Your instructions:
Render the entries below as a two-column CSV with the columns instruction and response, one row per entry. Put each entry's text and its answer in their own quoted fields, and replace any line breaks with spaces.

Records provided:
----

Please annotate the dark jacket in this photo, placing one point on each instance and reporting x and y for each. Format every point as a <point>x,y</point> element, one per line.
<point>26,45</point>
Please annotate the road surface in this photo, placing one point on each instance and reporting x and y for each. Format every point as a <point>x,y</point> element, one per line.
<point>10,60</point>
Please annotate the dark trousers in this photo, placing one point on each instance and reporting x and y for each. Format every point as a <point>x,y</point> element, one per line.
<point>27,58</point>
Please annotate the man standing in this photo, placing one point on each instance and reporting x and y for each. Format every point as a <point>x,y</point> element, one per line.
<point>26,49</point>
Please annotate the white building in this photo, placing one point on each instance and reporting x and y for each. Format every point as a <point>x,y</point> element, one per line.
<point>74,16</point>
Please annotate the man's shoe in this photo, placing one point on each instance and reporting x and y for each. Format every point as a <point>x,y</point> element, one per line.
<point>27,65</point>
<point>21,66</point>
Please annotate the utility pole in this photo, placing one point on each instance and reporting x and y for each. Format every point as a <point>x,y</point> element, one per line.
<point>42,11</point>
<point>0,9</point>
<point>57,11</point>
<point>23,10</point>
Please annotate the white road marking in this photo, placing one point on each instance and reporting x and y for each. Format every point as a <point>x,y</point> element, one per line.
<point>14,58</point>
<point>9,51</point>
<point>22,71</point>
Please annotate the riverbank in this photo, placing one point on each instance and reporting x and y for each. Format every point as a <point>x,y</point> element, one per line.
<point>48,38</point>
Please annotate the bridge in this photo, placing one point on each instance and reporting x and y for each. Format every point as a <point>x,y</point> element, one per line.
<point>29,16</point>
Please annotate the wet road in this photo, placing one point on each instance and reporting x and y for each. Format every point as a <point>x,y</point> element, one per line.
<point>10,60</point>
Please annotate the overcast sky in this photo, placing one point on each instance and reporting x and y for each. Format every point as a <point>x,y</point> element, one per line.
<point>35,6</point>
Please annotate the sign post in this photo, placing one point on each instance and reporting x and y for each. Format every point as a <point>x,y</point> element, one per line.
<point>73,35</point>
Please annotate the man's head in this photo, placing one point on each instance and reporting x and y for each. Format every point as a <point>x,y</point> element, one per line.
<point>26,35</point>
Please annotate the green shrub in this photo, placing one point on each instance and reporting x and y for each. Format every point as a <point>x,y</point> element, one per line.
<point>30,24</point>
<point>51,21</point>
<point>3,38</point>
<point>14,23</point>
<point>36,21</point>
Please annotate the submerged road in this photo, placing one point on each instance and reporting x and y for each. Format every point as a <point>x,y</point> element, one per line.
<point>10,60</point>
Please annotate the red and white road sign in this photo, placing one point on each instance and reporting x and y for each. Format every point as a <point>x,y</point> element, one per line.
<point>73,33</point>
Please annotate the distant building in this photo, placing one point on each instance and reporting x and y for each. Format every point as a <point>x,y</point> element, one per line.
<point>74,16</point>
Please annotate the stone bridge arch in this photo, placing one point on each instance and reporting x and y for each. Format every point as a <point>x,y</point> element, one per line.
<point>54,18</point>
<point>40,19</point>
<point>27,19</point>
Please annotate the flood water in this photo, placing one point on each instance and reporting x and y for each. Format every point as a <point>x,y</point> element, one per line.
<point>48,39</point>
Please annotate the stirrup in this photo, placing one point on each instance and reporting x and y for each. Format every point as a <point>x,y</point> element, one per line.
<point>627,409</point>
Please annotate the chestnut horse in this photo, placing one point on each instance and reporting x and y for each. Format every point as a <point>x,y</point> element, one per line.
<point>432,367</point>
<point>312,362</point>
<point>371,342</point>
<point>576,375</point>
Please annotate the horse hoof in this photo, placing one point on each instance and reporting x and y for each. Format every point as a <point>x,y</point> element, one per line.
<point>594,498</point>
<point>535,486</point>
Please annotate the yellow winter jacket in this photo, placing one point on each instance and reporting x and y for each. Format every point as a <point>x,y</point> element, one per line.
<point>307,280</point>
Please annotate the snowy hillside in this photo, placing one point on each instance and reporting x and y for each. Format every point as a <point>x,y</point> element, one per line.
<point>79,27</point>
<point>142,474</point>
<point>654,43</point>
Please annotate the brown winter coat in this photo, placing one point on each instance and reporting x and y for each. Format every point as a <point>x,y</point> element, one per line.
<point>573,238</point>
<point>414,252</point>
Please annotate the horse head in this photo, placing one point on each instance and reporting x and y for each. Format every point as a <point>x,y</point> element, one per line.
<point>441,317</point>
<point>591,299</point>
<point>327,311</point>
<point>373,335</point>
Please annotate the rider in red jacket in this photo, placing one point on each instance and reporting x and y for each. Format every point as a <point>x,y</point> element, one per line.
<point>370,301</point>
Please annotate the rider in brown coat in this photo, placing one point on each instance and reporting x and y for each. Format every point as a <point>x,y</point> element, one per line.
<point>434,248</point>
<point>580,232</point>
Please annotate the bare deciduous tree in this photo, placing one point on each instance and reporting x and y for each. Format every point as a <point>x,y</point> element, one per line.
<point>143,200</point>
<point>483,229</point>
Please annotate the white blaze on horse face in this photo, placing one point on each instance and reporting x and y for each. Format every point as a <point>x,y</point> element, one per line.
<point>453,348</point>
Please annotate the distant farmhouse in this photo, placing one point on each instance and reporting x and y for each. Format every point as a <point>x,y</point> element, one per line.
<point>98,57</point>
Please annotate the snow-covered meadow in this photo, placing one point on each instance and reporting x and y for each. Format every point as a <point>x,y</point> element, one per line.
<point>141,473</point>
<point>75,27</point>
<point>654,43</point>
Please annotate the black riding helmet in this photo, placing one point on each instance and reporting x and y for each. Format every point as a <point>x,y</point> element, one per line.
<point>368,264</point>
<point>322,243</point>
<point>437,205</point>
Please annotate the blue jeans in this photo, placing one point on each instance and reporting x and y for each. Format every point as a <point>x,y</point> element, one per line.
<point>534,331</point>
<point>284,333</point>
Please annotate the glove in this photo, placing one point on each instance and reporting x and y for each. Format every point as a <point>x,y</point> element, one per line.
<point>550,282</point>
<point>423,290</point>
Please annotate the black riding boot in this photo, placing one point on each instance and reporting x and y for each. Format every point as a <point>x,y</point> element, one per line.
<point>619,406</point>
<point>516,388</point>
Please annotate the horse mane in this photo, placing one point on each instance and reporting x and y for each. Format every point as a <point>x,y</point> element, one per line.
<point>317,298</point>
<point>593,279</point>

----

Correct response:
instruction,response
"Please annotate the dark jacket in this photo, placing one point on each instance and reporting x and y for each. Format every point as a <point>x,y</point> element, one per line.","<point>26,45</point>"
"Please annotate the road surface in this photo, placing one point on each instance and reporting x and y for each. Format every point as a <point>x,y</point> element, one per line.","<point>10,60</point>"
"Please annotate the dark trousers in this photo, placing one point on each instance and reporting x and y for each. Format every point as a <point>x,y</point> element, one per line.","<point>27,58</point>"
"Please annotate the man standing in this photo, placing one point on each instance and reporting x and y for each. Format every point as a <point>x,y</point> element, one per line.","<point>26,49</point>"
"Please annotate the white building in this photo, placing one point on each instance and reporting x and y for each. Format every point as a <point>x,y</point> element, one per line.","<point>74,16</point>"
"Please annotate the man's shoe in this photo, placing one point on each instance and reporting x and y for each. Format every point as a <point>x,y</point> element, one per line.","<point>27,65</point> <point>21,66</point>"
"Please annotate the utility pole in this photo, placing one point on each instance and reporting x and y for each. Format every point as a <point>x,y</point> element, one per line.","<point>42,11</point> <point>0,9</point> <point>57,11</point> <point>23,10</point>"
"Please annotate the white road marking in this photo, placing one point on each instance and reporting x and y for each. Format every point as a <point>x,y</point> element, one per line.","<point>14,58</point> <point>9,51</point> <point>22,71</point>"
"Please annotate the riverbank in this photo, placing one point on each instance and reporting x and y for each. Format every point as a <point>x,y</point> element, one per line.","<point>48,38</point>"
"Please annotate the bridge in this photo, placing one point on each instance and reporting x and y for each. Format every point as a <point>x,y</point> element, one per line.","<point>29,16</point>"
"Please annotate the wet road in this photo, placing one point on each instance and reporting x and y for each. Format every point as a <point>x,y</point> element, one per line.","<point>10,60</point>"
"Please annotate the overcast sky in this photo, placing one point on each instance and reporting x and y for each. Format every point as a <point>x,y</point> element, one per line.","<point>35,6</point>"
"Please annotate the sign post in this photo, placing one point on each instance and reporting x and y for each. Format every point as a <point>x,y</point> element, one per line.","<point>73,35</point>"
"Please annotate the man's head in this photo, placing one point on each instance and reporting x and y for each. Format every point as a <point>x,y</point> element, one per line.","<point>26,35</point>"
"Please annotate the green shrub in this photo, placing one point on each instance and reporting x and y for each. Format every point as a <point>x,y</point> element, one per line.","<point>30,24</point> <point>51,21</point> <point>3,38</point> <point>14,23</point> <point>36,21</point>"
"Please annotate the submerged road in this photo, placing one point on each instance and reporting x and y for each. Format every point as a <point>x,y</point> element, one per line.","<point>10,60</point>"
"Please annotate the red and white road sign in this photo, placing one point on each instance and reporting x and y for each. Format every point as a <point>x,y</point> element, one per line.","<point>73,33</point>"
"Please annotate the distant building in this photo, placing one point on each instance and reporting x and y for each. Format every point as a <point>x,y</point> element, one per line.","<point>74,16</point>"
"Please annotate the stone bridge arch in this photo, placing one point on each instance and reporting x and y for each. Format every point as a <point>x,y</point> element, one per line.","<point>54,18</point> <point>40,19</point> <point>27,19</point>"
"Please annotate the flood water in this photo, placing one point on each instance and reporting x and y for each. Format every point as a <point>x,y</point> element, one per line.","<point>48,39</point>"
"Please annotate the stirrup in this photo, placing one point on each instance and reporting x and y for each. Format every point as a <point>x,y</point> element, one per line.","<point>627,409</point>"
"Please annotate the chestnut horse in this photo, placing one point on each instance and reporting x and y for each. Format every point as a <point>x,y</point> element, one per line.","<point>432,367</point> <point>312,362</point> <point>371,342</point> <point>576,375</point>"
"Please annotate the horse hoof in this photo, placing one point on each instance and reporting x and y for each. Format every point as a <point>x,y</point> element, one per line.","<point>594,498</point> <point>535,486</point>"
"Please annotate the yellow winter jacket in this photo, placing one point on each instance and reporting x and y for each. Format every point as a <point>x,y</point> element, one per line.","<point>307,280</point>"
"Please annotate the snowy hillside in this photo, placing one point on each instance and reporting x and y for each. Format every point as a <point>x,y</point> element, one per line.","<point>79,27</point> <point>142,474</point> <point>654,43</point>"
"Please annotate the brown winter coat in this photo, placing one point on each instance and reporting x and y for each. Format every point as a <point>x,y</point> element, one per line.","<point>573,238</point> <point>414,252</point>"
"Please annotate the horse head in this photo, placing one point on each instance and reporting x and y for each. Format every point as a <point>x,y</point> element, one per line.","<point>441,317</point> <point>591,299</point> <point>327,311</point> <point>373,335</point>"
"Please annotate the rider in red jacket in this photo, placing one point on each instance and reporting x and y for each. Format every point as a <point>x,y</point> element, one per line.","<point>370,301</point>"
"Please annotate the rider in brown coat in this photo, placing one point on each instance and reporting x and y for each. Format every point as a <point>x,y</point> element, one per line.","<point>434,248</point> <point>580,232</point>"
"Please annotate the bare deciduous tree in this photo, placing one point on each instance and reporting x and y for each. Format every point as a <point>x,y</point> element, one per line.","<point>143,200</point> <point>483,229</point>"
"Please annotate the white blaze on horse face in this photo, placing one point on each instance and reporting x and y for each. Format every point as a <point>x,y</point> element, one per line.","<point>453,348</point>"
"Please annotate the distant farmhouse in this photo, placing one point on each instance and reporting x and y for each. Format every point as a <point>x,y</point> element, one per line.","<point>98,57</point>"
"Please annotate the snow-covered meadow in this photo, placing one point on each instance and reporting x and y for each. Format every point as a <point>x,y</point> element, one per line.","<point>141,473</point> <point>75,27</point> <point>654,43</point>"
"Please annotate the black riding helmet in this photo, placing one point on each instance and reporting x and y for each. Format every point as a <point>x,y</point> element, one per line.","<point>368,264</point> <point>322,243</point> <point>437,205</point>"
"Please annotate the blue jeans in this photo, placing one point on each instance and reporting x and y for each. Format every point as a <point>x,y</point> element, one per line.","<point>534,331</point> <point>284,333</point>"
"Please annotate the glove in this photo, placing one point on each instance and reporting x and y for each. Format every point as a <point>x,y</point> element, one per line.","<point>550,282</point> <point>423,290</point>"
"Please annotate the black riding boot in this photo, placing one point on each instance and reporting x and y for each. Format every point as a <point>x,y</point> element, one per line.","<point>619,406</point> <point>516,388</point>"
"Please annotate the horse mane in this photo, placing one point on each instance and reporting x and y for each. Format every point as a <point>x,y</point> element, one per line.","<point>317,298</point> <point>593,279</point>"